Aim: Pick out every line in the rows below that contains the word "locate" and copy each one.

Records for this exercise:
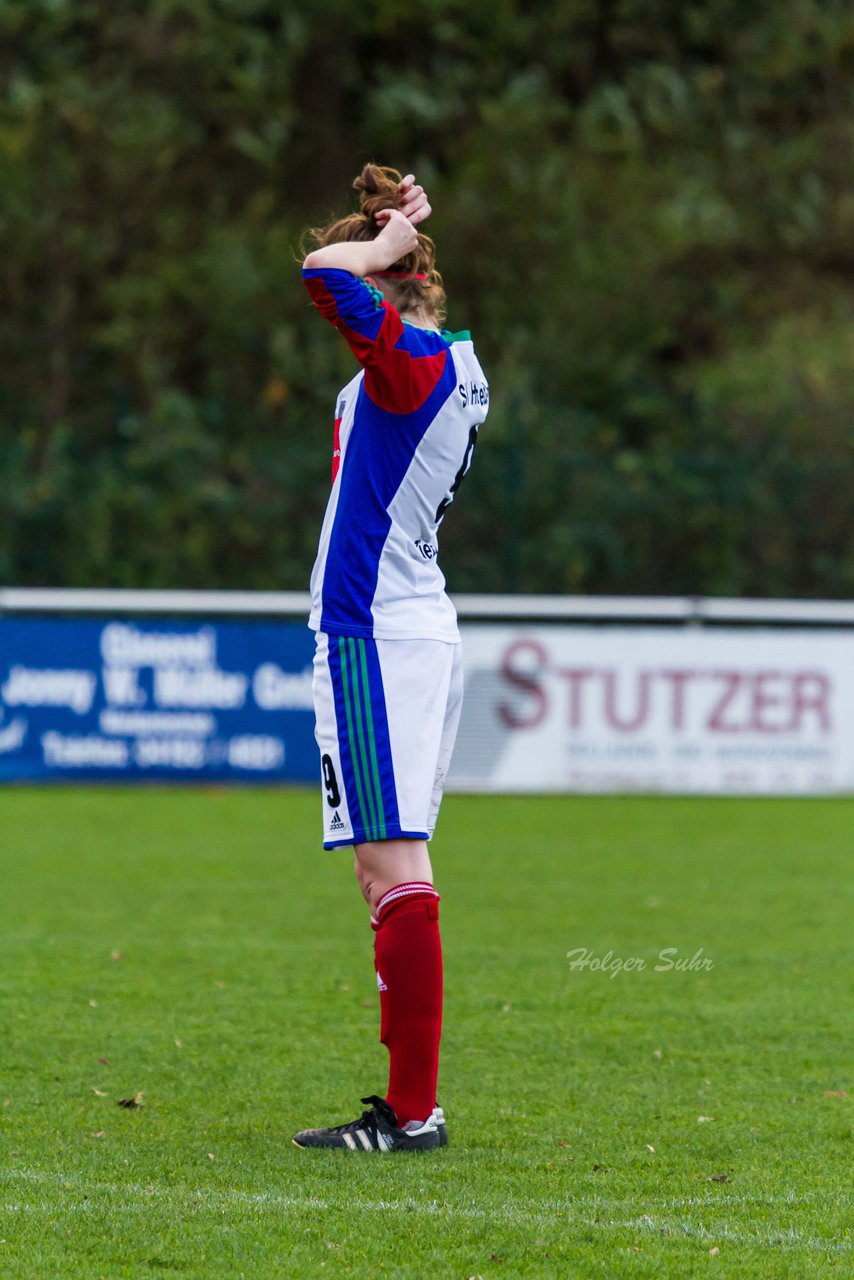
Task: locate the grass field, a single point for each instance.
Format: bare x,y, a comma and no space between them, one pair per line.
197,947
---
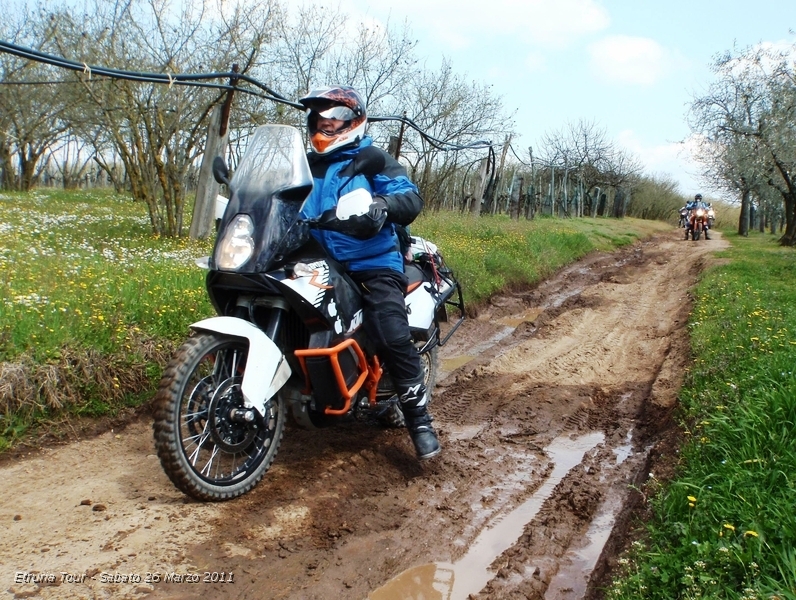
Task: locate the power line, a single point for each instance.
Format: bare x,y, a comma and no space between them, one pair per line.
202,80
==
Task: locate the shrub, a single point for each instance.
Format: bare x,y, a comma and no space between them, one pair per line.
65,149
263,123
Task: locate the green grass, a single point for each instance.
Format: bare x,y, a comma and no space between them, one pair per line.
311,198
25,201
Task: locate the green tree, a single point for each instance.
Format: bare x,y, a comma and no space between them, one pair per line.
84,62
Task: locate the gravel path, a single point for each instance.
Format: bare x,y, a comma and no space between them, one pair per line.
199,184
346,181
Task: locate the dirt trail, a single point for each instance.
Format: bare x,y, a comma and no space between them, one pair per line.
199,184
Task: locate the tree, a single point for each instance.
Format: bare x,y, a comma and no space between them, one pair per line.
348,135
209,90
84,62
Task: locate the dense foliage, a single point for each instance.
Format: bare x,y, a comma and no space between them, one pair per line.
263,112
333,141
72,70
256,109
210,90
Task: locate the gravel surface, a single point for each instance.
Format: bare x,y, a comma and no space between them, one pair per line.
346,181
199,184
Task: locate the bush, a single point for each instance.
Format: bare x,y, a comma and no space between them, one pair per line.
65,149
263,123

Answer to this problem:
Task: locate the grass field, a single point for each instance.
Task: locate the power line, a single point for each instance.
Task: locate the shrub, a single point for each instance.
Task: locate the green grass, a single point for each instance.
Task: locate the green tree, a single point for each instance.
Task: locate the gravel path, a single point for each instance.
Task: locate the dirt trail, a single point for each instance.
Task: locate the tree, a single point for each instance.
Task: locate the dense foliage, a single point for each instance.
Task: locate the gravel surface, a single point for each instance.
Task: locate the bush, a single point for each instance.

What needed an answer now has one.